:: TASK INPUT ::

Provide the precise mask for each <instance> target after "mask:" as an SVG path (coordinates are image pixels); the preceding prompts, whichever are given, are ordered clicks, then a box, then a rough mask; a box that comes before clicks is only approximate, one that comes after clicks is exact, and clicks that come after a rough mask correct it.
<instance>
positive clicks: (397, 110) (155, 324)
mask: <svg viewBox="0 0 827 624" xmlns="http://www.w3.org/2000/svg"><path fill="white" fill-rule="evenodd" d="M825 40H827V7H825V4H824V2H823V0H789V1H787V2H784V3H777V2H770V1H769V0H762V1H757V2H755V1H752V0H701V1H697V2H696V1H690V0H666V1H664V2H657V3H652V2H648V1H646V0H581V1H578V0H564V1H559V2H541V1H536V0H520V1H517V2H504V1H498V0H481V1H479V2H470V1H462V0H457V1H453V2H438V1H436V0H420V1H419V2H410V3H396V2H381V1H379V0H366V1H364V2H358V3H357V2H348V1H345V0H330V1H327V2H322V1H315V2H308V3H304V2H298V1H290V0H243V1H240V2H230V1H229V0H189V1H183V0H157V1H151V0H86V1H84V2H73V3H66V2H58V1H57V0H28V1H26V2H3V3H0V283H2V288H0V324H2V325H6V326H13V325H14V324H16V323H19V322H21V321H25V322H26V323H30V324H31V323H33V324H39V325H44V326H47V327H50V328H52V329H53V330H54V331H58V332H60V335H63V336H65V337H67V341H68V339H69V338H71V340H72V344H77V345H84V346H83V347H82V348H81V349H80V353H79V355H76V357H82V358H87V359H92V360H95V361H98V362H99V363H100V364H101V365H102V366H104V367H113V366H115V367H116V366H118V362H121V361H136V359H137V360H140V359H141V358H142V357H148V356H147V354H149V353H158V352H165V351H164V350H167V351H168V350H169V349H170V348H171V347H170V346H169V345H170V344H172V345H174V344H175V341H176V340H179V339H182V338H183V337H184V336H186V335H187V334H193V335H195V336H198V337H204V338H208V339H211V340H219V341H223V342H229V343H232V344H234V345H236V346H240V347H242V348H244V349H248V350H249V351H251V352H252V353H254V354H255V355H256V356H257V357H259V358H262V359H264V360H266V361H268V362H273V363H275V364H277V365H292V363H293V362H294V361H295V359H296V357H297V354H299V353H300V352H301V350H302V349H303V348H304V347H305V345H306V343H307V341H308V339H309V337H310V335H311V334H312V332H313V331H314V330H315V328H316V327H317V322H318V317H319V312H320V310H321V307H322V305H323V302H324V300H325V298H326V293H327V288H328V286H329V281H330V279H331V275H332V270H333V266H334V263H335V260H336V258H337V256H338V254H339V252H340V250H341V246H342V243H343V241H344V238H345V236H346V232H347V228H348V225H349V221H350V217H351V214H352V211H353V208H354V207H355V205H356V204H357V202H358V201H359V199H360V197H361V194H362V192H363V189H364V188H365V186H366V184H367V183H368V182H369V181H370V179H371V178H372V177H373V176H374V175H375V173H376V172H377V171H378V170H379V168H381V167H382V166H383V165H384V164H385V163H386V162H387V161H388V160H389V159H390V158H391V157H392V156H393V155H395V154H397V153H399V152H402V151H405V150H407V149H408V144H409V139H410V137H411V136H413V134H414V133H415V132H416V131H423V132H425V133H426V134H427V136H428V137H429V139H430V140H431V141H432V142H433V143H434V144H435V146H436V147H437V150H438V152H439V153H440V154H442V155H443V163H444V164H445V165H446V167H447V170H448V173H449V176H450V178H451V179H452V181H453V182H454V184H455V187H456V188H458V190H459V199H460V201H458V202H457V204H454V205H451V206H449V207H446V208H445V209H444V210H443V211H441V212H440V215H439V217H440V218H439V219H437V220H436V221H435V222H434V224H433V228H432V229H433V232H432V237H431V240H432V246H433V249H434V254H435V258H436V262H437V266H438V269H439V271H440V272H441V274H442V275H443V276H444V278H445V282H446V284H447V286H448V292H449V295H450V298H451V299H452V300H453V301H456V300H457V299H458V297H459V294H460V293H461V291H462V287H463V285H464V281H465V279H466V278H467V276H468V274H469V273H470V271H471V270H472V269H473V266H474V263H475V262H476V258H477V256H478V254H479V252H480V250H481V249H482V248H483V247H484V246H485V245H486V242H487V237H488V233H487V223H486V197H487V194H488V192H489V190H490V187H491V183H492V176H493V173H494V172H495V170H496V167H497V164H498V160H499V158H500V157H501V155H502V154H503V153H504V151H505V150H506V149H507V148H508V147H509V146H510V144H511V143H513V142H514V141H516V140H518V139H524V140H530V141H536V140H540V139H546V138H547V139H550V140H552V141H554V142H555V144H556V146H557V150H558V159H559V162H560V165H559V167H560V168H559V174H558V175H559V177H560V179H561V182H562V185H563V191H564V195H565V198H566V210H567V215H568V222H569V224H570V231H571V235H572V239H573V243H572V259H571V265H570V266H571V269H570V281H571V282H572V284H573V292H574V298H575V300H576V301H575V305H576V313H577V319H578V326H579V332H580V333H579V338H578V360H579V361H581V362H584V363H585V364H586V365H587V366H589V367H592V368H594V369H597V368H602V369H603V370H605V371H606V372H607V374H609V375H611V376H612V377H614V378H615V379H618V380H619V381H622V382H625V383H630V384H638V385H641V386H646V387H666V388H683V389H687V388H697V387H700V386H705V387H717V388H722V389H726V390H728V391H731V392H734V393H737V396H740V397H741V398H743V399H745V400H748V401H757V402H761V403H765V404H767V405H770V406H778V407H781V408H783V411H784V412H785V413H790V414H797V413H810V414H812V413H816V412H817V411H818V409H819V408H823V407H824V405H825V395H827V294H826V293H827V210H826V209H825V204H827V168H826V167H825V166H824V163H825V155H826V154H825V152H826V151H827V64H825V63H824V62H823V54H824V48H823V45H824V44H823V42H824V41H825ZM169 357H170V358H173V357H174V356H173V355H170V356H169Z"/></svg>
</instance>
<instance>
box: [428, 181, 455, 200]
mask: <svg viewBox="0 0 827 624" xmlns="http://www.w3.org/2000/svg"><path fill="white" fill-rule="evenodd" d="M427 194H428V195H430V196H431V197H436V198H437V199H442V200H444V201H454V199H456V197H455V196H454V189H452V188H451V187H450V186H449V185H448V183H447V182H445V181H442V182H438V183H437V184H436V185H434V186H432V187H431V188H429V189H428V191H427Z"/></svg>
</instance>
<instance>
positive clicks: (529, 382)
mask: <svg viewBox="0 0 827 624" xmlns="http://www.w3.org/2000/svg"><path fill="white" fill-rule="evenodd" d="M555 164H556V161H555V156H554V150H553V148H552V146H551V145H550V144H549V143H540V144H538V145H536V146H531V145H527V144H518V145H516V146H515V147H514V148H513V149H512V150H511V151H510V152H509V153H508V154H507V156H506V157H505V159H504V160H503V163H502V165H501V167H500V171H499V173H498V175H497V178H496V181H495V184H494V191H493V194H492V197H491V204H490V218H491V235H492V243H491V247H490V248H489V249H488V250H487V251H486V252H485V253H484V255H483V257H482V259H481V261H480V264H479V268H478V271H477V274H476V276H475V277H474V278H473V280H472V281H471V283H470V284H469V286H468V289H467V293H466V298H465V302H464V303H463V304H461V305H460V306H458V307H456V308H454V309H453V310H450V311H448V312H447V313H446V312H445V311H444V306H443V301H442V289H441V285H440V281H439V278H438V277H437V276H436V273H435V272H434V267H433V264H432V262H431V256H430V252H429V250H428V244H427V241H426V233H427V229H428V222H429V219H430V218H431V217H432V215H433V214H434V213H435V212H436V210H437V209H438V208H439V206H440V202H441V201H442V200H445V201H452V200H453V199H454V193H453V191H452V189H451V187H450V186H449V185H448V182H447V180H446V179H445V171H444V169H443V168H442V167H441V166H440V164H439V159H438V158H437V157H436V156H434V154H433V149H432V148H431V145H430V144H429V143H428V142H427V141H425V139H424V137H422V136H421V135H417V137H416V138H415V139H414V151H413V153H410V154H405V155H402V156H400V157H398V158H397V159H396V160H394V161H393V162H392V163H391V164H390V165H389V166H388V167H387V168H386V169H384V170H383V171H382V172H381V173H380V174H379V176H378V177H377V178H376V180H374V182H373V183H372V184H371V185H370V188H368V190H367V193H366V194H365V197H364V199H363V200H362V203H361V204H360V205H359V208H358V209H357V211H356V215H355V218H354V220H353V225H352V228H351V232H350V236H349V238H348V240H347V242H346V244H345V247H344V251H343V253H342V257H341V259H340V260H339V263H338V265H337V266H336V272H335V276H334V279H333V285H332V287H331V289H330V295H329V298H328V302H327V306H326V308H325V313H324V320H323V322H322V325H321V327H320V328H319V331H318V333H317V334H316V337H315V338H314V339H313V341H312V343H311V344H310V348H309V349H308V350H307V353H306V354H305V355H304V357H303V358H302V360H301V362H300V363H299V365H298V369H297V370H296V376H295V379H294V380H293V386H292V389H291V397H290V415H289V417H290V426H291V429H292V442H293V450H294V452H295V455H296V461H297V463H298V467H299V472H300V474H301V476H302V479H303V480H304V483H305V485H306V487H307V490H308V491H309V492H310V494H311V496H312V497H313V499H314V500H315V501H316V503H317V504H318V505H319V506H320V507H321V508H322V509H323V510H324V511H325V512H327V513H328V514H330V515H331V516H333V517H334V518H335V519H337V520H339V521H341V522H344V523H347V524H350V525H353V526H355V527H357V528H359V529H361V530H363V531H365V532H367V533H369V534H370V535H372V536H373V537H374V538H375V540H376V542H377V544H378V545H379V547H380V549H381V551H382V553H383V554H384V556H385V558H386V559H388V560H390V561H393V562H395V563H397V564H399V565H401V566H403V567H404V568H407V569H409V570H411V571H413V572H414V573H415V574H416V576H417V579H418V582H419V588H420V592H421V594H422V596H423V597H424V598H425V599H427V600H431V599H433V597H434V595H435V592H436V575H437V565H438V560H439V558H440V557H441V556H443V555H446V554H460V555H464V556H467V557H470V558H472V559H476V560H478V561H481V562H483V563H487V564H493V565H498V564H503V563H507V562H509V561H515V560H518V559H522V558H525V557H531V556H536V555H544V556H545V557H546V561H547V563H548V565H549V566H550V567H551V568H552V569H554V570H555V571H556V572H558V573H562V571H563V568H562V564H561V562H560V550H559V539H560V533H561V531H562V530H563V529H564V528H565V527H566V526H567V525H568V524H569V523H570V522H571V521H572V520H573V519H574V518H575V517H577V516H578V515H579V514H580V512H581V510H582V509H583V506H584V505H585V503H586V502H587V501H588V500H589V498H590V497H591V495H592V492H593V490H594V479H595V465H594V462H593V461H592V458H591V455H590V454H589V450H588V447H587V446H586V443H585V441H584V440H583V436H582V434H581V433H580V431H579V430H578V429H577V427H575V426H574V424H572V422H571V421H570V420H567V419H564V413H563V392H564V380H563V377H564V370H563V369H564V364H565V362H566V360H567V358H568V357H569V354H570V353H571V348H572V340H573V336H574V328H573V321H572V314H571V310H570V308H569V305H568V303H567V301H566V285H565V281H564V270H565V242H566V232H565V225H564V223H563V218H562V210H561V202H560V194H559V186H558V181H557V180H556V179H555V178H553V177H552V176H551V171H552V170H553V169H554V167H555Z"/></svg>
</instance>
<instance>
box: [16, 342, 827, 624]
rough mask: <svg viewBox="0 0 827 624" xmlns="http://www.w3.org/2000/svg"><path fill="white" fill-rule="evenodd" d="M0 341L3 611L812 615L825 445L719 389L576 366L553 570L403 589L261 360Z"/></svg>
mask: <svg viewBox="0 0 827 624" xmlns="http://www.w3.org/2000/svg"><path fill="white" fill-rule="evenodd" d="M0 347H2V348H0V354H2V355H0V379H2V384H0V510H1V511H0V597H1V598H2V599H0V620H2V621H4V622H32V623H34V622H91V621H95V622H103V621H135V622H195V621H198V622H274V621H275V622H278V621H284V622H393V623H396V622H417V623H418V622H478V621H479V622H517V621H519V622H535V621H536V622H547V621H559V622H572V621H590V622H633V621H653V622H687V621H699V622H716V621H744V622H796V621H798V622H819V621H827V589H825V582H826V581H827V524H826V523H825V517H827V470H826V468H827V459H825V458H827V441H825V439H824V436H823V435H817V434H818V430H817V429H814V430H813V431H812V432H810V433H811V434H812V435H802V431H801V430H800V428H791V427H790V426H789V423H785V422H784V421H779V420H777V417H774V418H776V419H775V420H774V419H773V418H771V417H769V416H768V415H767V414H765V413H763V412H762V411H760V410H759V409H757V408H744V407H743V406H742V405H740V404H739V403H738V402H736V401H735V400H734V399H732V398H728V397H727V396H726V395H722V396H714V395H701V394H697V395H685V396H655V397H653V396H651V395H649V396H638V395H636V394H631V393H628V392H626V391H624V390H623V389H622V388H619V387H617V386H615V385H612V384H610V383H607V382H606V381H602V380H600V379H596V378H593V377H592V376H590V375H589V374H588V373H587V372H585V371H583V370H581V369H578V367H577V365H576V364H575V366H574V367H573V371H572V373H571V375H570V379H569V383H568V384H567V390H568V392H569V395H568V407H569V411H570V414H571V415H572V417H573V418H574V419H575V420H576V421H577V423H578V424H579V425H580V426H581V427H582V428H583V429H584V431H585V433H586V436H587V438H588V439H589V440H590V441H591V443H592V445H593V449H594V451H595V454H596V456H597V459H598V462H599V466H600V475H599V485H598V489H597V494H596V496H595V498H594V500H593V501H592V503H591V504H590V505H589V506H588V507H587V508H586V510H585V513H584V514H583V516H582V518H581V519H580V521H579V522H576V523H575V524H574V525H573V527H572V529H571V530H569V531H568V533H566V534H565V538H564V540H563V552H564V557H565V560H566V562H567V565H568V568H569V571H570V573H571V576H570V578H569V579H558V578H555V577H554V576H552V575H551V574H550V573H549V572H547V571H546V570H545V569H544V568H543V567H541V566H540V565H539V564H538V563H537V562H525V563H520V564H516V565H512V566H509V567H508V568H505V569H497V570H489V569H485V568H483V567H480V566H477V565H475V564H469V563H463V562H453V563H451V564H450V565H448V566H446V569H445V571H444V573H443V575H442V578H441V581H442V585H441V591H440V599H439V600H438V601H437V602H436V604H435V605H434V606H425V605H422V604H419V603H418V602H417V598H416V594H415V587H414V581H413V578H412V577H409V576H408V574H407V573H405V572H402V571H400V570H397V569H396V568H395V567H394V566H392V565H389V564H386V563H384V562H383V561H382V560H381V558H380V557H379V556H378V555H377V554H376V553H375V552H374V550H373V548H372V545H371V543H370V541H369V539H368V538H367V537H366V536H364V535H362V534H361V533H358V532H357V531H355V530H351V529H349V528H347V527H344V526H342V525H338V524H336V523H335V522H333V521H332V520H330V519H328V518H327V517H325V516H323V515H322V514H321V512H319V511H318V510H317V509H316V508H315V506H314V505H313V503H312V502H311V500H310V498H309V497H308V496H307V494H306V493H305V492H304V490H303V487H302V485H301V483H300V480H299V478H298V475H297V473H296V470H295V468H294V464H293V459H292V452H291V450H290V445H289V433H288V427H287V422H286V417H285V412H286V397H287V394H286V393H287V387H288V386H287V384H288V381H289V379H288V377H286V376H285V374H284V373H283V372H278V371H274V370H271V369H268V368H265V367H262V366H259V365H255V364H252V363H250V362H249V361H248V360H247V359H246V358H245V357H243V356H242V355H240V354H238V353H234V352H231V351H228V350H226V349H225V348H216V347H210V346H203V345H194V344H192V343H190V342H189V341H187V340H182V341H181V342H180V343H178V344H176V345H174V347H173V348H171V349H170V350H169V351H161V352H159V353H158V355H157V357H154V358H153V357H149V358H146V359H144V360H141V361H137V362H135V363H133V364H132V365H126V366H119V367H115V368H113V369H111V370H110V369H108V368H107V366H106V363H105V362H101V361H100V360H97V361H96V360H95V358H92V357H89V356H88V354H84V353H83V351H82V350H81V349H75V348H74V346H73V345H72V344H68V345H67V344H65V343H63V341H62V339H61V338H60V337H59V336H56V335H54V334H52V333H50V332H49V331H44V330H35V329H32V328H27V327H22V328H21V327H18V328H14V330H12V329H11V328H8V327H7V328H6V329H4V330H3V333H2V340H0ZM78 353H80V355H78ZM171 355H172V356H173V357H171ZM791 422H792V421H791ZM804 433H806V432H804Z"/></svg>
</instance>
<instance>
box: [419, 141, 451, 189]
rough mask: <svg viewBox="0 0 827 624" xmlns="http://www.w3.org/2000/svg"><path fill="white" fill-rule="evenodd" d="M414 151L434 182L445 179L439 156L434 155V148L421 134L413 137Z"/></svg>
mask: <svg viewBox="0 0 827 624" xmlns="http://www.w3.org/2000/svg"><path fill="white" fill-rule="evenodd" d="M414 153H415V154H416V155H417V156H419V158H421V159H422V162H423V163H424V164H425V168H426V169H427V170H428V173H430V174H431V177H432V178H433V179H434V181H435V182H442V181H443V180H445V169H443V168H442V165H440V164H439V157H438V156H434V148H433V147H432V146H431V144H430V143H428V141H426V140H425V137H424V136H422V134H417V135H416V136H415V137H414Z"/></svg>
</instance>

:::

## TO DO
Determine the number of lines in the entries that contain the word "positive". Give that number and nothing more.

## WRITTEN REPLY
2